■ INSTRUCTIONS TO FOLLOW:
A verbatim transcript of the lines below, starting at the first and ending with the one that holds "When queried with the yellow sign on wall", is what should be produced.
-- TASK INPUTS follows --
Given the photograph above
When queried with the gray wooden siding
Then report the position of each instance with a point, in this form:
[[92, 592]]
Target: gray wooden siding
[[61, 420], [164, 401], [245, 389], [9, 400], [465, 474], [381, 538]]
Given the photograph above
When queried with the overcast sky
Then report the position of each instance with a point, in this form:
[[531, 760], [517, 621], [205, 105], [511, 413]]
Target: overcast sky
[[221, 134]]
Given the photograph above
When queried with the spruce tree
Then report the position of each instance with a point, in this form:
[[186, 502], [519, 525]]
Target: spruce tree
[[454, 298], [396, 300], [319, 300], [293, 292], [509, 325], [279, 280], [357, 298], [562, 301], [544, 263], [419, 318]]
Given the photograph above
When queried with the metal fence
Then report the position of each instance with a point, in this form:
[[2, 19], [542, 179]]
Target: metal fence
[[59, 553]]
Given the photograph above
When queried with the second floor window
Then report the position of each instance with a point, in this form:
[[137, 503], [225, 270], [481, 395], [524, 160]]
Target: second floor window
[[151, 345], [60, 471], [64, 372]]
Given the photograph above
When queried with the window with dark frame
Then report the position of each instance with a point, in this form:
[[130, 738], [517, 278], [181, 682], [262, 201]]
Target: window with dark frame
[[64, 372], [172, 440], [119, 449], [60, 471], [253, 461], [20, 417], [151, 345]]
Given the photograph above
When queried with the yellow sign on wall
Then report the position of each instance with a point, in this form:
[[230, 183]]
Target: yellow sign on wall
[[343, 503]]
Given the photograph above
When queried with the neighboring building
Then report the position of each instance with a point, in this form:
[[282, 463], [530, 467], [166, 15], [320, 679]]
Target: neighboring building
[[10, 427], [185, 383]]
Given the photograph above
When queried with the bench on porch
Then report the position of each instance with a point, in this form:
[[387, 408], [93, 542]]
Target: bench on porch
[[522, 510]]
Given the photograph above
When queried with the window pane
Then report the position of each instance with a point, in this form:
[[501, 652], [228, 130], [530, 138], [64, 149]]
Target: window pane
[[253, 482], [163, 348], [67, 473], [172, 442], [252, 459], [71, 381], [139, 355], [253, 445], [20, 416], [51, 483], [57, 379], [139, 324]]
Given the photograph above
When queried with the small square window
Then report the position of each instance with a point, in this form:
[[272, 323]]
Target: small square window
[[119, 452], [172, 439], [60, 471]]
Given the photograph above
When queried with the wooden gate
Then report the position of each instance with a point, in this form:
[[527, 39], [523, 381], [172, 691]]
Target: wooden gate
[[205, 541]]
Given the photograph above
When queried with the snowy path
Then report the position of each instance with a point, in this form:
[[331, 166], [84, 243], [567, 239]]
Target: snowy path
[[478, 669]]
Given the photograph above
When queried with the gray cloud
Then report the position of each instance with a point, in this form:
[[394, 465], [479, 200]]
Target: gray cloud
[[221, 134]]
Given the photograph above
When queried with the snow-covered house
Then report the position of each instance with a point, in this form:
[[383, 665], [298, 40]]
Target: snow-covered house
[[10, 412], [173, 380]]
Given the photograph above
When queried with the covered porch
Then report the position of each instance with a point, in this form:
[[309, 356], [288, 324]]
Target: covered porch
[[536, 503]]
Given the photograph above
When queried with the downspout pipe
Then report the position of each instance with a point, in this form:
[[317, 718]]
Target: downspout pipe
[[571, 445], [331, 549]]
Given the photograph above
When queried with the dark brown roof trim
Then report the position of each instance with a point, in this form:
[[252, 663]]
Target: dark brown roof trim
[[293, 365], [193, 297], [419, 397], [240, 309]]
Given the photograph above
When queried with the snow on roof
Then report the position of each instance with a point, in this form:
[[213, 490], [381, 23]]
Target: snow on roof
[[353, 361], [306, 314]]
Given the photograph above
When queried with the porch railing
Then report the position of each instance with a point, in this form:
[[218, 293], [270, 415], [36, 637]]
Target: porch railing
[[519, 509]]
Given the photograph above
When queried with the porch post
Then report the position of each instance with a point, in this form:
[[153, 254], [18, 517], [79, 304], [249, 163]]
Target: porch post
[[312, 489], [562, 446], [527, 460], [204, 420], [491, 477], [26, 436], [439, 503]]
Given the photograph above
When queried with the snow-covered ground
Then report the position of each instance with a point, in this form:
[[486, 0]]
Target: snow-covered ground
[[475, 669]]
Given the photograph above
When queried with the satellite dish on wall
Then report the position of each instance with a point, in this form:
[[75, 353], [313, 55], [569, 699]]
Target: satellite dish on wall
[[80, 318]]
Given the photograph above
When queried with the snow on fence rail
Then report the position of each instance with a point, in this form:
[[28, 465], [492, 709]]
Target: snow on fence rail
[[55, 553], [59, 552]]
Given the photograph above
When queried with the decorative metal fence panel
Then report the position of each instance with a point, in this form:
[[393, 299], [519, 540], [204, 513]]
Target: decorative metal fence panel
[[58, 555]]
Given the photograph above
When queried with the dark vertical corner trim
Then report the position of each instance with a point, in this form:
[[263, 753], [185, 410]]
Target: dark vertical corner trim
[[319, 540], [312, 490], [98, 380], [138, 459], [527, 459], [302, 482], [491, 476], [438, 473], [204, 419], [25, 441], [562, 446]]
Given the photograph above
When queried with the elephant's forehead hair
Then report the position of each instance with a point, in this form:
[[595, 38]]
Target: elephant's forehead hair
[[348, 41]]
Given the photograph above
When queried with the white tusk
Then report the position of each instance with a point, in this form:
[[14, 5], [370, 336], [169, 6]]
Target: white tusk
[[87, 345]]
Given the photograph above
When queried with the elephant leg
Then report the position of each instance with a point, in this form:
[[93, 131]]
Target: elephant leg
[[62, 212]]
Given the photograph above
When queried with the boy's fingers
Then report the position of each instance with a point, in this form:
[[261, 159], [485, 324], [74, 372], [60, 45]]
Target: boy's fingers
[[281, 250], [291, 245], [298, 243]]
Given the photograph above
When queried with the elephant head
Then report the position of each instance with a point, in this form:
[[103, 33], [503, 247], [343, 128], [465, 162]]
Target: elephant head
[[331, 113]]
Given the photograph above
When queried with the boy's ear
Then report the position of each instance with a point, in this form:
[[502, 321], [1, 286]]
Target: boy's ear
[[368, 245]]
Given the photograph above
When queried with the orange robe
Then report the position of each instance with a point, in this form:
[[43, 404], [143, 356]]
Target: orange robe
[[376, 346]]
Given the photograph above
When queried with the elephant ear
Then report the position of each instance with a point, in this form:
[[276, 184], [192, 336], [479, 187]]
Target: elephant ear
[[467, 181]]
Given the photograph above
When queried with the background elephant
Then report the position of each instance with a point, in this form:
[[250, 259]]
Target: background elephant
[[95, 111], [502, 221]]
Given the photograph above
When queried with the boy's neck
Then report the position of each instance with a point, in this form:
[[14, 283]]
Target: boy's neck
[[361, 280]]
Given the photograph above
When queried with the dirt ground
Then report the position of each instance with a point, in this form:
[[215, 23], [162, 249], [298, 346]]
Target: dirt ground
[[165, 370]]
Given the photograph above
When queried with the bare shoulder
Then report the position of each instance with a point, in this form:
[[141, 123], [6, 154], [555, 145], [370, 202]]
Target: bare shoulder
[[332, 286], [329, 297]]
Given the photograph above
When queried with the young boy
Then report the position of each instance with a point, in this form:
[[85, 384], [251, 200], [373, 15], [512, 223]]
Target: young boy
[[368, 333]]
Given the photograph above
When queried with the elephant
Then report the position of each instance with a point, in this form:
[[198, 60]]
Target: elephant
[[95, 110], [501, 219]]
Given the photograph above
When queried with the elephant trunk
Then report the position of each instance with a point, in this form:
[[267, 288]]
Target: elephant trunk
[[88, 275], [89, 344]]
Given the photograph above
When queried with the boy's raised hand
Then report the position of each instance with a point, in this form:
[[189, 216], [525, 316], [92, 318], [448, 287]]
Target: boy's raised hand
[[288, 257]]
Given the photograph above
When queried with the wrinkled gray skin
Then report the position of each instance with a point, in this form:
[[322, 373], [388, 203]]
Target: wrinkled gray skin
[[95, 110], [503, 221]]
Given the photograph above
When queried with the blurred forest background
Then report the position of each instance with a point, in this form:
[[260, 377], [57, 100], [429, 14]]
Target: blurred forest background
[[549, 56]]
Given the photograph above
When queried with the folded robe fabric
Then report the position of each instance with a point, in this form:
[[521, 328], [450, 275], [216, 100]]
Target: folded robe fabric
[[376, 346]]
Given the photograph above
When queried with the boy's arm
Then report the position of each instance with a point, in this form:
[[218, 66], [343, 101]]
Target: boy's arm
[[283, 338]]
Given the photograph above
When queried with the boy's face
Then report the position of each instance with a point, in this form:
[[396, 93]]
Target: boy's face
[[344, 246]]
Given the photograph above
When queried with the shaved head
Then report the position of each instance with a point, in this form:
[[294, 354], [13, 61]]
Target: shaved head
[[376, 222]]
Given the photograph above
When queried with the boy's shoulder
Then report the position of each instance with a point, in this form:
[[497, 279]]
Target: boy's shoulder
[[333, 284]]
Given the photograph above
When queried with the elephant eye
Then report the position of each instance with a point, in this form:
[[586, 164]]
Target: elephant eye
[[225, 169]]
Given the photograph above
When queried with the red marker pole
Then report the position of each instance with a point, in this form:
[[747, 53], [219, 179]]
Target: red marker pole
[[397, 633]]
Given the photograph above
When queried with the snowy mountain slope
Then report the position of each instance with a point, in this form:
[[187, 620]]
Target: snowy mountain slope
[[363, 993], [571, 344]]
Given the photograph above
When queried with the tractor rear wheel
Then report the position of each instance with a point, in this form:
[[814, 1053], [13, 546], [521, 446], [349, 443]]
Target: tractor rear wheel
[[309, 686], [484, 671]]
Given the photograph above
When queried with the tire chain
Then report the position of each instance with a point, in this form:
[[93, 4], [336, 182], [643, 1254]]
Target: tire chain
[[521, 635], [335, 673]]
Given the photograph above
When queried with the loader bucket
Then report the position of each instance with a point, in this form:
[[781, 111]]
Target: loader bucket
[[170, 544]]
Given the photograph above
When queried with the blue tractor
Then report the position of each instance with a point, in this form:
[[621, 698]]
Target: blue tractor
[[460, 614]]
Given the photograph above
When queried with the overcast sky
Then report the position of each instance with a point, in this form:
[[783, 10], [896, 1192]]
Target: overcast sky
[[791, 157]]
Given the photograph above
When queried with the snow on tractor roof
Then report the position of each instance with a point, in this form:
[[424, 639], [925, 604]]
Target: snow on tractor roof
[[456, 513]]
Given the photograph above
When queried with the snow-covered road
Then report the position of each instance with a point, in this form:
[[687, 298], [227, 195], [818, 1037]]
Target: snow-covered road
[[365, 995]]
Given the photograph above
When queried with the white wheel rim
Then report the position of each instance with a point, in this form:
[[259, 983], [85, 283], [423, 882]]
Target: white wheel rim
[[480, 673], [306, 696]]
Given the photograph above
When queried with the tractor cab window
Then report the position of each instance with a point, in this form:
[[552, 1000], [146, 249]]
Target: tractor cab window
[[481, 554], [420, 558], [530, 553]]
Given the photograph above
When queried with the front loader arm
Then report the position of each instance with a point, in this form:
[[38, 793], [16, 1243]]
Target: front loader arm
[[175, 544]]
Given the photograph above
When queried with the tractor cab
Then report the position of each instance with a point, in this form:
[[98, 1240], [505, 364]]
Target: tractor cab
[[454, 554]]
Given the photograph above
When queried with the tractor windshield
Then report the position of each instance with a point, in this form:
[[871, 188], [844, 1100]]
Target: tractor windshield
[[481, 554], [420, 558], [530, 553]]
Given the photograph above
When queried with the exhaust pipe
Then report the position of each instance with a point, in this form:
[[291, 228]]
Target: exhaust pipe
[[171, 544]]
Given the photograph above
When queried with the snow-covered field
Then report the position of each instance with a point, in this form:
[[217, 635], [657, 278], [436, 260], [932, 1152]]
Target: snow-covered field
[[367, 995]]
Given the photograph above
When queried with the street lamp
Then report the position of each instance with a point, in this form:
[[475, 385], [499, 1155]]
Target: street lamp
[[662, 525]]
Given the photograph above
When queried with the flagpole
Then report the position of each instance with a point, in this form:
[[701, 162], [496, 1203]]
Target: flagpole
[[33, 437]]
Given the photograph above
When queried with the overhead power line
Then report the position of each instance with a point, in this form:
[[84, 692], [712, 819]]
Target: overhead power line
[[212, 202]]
-- TASK INPUTS concluded --
■ RESULT OF THIS EXERCISE:
Given the photograph above
When queried with the gray wooden siding
Then report the position of each instance with a point, in this form:
[[92, 592]]
Target: gray wooden siding
[[61, 420], [164, 401], [245, 389], [9, 400], [465, 474], [381, 538]]
Given the photograph above
When queried with the overcast sky
Then report the position of each instance with a point, in this form:
[[531, 760], [517, 621], [205, 105], [511, 413]]
Target: overcast sky
[[221, 134]]
Given the photograph above
When queried with the spruce tree
Then report the position of each instance with a point, in this form:
[[186, 502], [519, 525]]
Target: spruce tree
[[454, 298], [396, 300], [319, 300], [293, 292], [509, 325], [279, 280], [357, 298], [562, 301], [544, 263], [419, 318]]
Given the photograph above
When queried with the metal fence
Then report the position of each instance with a point, in this form:
[[2, 19], [542, 179]]
Target: metal fence
[[59, 553]]
Given the photograph above
When queried with the second floor window
Then report the position of each instance with a point, in this form:
[[137, 503], [225, 270], [481, 395], [524, 160]]
Target: second floor window
[[151, 345], [60, 471], [64, 372]]
Given the photograph above
When queried with the window with dark frame
Then report the position of each instance with a point, in this form:
[[130, 738], [517, 278], [181, 682], [262, 201]]
Target: window with dark frame
[[64, 372], [172, 440], [119, 449], [60, 471], [253, 461], [20, 417], [151, 345]]
Given the photograph above
When queried with the yellow sign on wall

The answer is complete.